### PROBLEM TO WORK ON
For the listing that follows, give again exactly the lines from the one with "Target: sky" to the one with "Target: rooftop", including both.

### SOURCE DATA

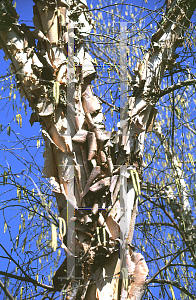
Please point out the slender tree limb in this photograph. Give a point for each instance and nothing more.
(6, 291)
(164, 267)
(176, 86)
(26, 279)
(174, 283)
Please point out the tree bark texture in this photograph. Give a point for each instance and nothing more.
(95, 173)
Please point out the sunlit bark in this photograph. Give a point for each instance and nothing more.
(81, 159)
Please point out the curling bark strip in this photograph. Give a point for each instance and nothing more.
(56, 80)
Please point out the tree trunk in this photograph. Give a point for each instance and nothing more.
(81, 160)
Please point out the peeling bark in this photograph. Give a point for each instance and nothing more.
(77, 143)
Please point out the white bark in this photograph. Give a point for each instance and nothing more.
(66, 107)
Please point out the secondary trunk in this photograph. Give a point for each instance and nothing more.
(87, 165)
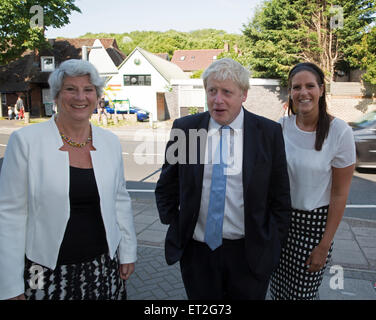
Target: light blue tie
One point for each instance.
(214, 221)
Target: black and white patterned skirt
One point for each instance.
(291, 280)
(98, 279)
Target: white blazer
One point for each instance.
(34, 200)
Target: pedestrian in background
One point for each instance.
(320, 153)
(66, 223)
(10, 113)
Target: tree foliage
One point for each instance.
(364, 56)
(169, 41)
(17, 34)
(326, 32)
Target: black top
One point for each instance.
(85, 235)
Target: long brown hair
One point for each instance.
(323, 123)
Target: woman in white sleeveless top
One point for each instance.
(320, 152)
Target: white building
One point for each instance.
(141, 75)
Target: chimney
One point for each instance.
(84, 53)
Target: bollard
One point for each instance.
(27, 117)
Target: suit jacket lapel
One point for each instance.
(250, 147)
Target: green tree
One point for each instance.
(171, 40)
(284, 32)
(364, 56)
(22, 28)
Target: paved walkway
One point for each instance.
(354, 254)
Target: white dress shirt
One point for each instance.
(233, 222)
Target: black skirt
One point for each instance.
(291, 280)
(98, 279)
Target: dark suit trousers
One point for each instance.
(220, 274)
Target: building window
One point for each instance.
(47, 64)
(137, 80)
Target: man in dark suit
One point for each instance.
(253, 214)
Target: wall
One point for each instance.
(265, 97)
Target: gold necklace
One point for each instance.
(73, 143)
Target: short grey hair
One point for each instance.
(228, 69)
(74, 68)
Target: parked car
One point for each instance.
(141, 114)
(365, 140)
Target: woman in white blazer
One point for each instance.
(66, 223)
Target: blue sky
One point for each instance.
(120, 16)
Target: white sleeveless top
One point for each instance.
(310, 171)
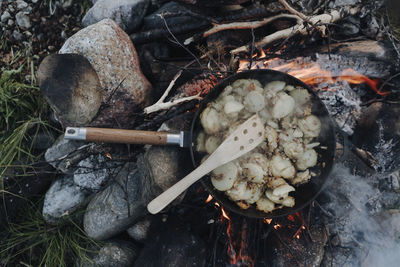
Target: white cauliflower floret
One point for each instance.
(281, 105)
(210, 120)
(283, 190)
(288, 201)
(259, 159)
(300, 96)
(301, 177)
(275, 198)
(232, 108)
(282, 167)
(224, 176)
(200, 142)
(274, 182)
(265, 205)
(307, 159)
(253, 172)
(265, 115)
(293, 149)
(212, 144)
(275, 86)
(272, 136)
(254, 101)
(246, 191)
(310, 126)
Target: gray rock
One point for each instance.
(72, 87)
(23, 20)
(114, 58)
(128, 14)
(166, 164)
(21, 4)
(124, 202)
(340, 3)
(115, 254)
(42, 141)
(63, 152)
(140, 230)
(94, 172)
(17, 35)
(173, 247)
(115, 208)
(63, 198)
(5, 16)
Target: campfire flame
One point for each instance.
(209, 198)
(311, 73)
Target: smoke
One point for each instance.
(355, 203)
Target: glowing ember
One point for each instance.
(224, 214)
(277, 226)
(312, 74)
(209, 198)
(268, 221)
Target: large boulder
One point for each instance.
(72, 88)
(128, 14)
(114, 58)
(115, 208)
(64, 152)
(123, 203)
(63, 198)
(94, 172)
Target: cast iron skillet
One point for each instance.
(304, 194)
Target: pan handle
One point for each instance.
(121, 136)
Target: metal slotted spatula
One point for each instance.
(245, 138)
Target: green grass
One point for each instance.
(22, 110)
(30, 241)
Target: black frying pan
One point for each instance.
(305, 193)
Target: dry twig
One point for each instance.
(161, 105)
(318, 22)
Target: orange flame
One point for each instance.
(224, 214)
(241, 258)
(209, 198)
(312, 74)
(267, 221)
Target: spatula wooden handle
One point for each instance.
(160, 202)
(116, 135)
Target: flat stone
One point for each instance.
(140, 230)
(116, 253)
(128, 14)
(72, 87)
(23, 20)
(21, 4)
(63, 198)
(17, 35)
(114, 58)
(114, 209)
(5, 16)
(61, 153)
(94, 172)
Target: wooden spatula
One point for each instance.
(245, 138)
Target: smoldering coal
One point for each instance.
(357, 224)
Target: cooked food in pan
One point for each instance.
(266, 176)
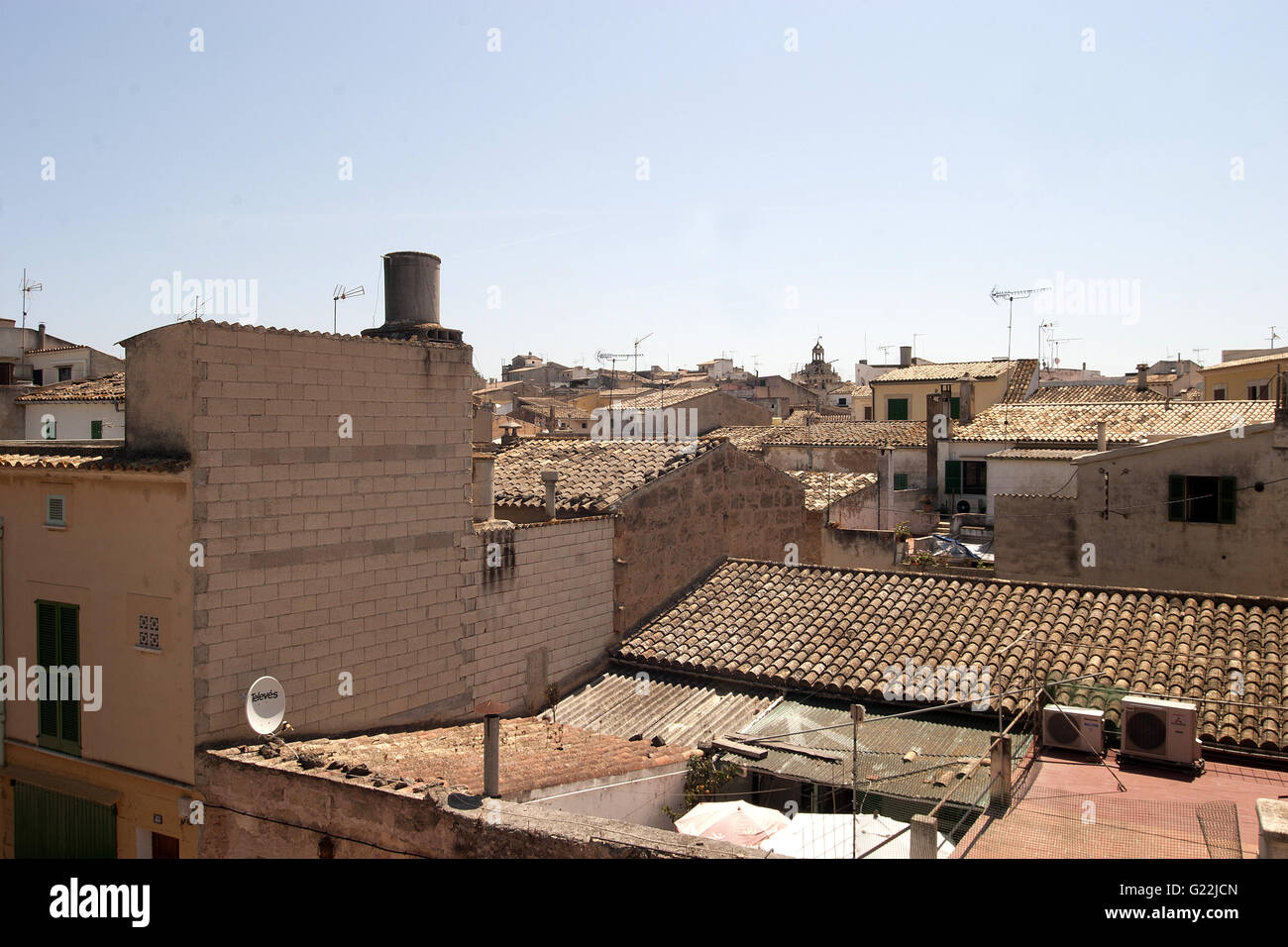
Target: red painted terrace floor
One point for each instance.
(1072, 806)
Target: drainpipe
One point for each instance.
(1, 634)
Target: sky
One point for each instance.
(726, 179)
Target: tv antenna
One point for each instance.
(336, 295)
(27, 289)
(610, 357)
(638, 352)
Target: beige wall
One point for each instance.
(146, 716)
(1042, 539)
(1236, 380)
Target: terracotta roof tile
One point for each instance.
(593, 475)
(1076, 394)
(835, 631)
(1125, 423)
(107, 388)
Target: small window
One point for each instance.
(1201, 499)
(975, 476)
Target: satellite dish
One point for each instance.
(266, 705)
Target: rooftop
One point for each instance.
(1076, 394)
(951, 371)
(593, 475)
(822, 488)
(533, 755)
(833, 631)
(1125, 423)
(1256, 360)
(107, 388)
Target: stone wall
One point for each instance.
(544, 616)
(674, 530)
(257, 812)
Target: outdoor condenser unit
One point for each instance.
(1073, 728)
(1160, 731)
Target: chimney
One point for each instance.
(490, 712)
(482, 483)
(550, 478)
(966, 394)
(411, 299)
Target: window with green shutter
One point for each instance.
(952, 476)
(58, 646)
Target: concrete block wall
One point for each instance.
(548, 620)
(323, 554)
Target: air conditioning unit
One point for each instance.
(1160, 731)
(1073, 728)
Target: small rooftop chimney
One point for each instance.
(550, 478)
(484, 467)
(411, 299)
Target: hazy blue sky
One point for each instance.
(767, 169)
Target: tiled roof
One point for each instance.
(593, 475)
(836, 631)
(1124, 421)
(668, 707)
(1256, 360)
(89, 462)
(669, 397)
(1034, 454)
(824, 488)
(533, 755)
(107, 388)
(54, 348)
(747, 437)
(853, 434)
(951, 371)
(1020, 379)
(1077, 394)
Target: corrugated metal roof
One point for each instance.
(682, 711)
(940, 746)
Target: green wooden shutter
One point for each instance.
(1227, 502)
(68, 656)
(1176, 497)
(952, 476)
(47, 656)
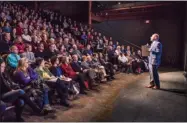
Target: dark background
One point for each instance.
(171, 25)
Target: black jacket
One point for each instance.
(76, 66)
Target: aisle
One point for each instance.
(136, 103)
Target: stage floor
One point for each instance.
(126, 99)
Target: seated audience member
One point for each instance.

### WRITTEN ANSWER
Target: sky
One point for each instance.
(726, 179)
Target: tv antenna
One point for each instance.
(336, 295)
(27, 289)
(610, 357)
(638, 352)
Target: beige wall
One point for each instance.
(146, 716)
(1042, 539)
(1236, 380)
Target: terracotta roof tile
One point for each instance.
(593, 475)
(1076, 394)
(835, 631)
(1125, 423)
(107, 388)
Target: small window
One point for each instance.
(1201, 499)
(975, 476)
Target: satellite dish
One point for each instance.
(266, 705)
Target: rooftop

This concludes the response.